Extracted text
╔══
Zofia Albinowska-Minkiewiczowa (November 16, 1886 – June 30, 1971) was a Polish-Ukrainian artist, painter and engraver tied to the Lvov circle of artists. For many years she was president of the General Union of Polish Artists. After Lvov was annexed by the Soviet Union, Albinowska-Minkiewiczowa joined the Union of Soviet Artists of Ukraine. She signed her paintings with her maiden name, Zofia Albinowska.

Biography

Albinowska-Minkiewiczowa was born in Klagenfurt, Duchy of Carinthia, Austria-Hungary. She started her education in 1901, first in private schools in Vienna, where she took lessons first from Heindrich Strehblow, then starting in 1902 from Franz Hohenberg and . During 1906–1912 she studied in Paris in Académie Colarossi and École des Beaux Arts. Studying in Paris she was in close relationship with Olga Boznańska and received many artistic leads from her. During this period she traveled to France, England, Belgium, Netherlands, and Italy.
╚══
Data shown
╔══
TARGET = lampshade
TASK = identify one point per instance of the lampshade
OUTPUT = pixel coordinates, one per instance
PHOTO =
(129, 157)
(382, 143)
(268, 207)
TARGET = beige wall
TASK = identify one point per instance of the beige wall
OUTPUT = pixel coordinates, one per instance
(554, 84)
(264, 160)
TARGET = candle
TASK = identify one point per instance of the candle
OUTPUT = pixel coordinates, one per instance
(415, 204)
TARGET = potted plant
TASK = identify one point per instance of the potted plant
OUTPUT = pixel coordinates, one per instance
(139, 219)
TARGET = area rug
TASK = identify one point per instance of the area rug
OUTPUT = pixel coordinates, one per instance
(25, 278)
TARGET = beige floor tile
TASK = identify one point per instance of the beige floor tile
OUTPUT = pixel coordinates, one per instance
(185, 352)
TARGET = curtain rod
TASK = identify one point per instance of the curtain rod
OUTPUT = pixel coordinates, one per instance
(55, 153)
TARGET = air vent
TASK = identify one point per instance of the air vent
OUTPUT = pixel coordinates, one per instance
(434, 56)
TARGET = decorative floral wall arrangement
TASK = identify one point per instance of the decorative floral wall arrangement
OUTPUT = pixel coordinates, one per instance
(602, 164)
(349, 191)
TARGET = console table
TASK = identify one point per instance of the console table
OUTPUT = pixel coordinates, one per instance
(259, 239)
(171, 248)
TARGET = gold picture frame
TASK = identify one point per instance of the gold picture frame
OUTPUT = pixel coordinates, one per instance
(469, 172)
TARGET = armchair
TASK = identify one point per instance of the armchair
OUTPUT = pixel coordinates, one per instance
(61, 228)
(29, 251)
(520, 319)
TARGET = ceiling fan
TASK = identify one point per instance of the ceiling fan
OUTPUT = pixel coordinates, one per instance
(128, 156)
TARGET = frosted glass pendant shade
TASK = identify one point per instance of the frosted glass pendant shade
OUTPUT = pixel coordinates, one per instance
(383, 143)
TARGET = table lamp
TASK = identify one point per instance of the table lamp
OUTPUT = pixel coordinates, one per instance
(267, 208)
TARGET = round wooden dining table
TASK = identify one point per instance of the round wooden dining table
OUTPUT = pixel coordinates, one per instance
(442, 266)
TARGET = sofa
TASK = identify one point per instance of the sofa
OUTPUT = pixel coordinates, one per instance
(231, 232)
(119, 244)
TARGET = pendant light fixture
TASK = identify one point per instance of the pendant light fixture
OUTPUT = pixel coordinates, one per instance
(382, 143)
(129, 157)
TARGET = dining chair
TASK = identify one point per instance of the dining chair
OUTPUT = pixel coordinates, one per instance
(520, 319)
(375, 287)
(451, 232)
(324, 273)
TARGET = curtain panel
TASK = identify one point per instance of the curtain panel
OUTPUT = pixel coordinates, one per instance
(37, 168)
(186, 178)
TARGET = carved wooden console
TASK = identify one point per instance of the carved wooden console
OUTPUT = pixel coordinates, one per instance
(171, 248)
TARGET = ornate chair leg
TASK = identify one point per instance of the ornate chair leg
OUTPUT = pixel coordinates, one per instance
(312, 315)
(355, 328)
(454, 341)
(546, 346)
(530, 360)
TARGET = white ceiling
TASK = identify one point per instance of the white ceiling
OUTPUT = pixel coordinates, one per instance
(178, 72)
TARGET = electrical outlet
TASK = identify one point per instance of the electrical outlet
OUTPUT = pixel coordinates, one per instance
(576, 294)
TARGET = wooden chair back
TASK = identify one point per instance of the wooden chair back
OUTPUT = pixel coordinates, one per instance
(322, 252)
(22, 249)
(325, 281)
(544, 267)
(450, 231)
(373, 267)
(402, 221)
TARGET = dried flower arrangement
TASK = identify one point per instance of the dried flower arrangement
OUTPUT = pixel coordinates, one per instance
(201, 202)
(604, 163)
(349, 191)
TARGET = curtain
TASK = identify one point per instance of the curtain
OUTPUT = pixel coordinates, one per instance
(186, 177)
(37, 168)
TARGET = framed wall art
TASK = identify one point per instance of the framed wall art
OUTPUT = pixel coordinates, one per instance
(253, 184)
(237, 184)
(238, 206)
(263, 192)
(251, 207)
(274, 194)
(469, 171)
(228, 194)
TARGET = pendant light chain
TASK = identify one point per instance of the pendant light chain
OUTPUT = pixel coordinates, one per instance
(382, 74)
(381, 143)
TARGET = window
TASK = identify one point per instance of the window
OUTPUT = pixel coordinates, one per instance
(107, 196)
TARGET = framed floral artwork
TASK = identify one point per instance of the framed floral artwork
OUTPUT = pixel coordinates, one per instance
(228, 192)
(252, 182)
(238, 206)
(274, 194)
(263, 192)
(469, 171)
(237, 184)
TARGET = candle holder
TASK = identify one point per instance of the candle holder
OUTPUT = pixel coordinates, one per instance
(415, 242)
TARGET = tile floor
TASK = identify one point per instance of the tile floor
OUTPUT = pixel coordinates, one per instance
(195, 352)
╚══
What to work on
(A) Which countries does the biography of Zofia Albinowska-Minkiewiczowa say she traveled to while studying in Paris?
(B) Can you gather every line of the records that contains the string "table"? Case counts.

Full answers
(A) France, England, Belgium, Netherlands, Italy

(B)
TARGET = console table
TASK = identify one point per instance of the console table
TARGET = table lamp
TASK = identify one point per instance of the table lamp
TARGET = round wooden dining table
TASK = identify one point per instance of the round wooden dining table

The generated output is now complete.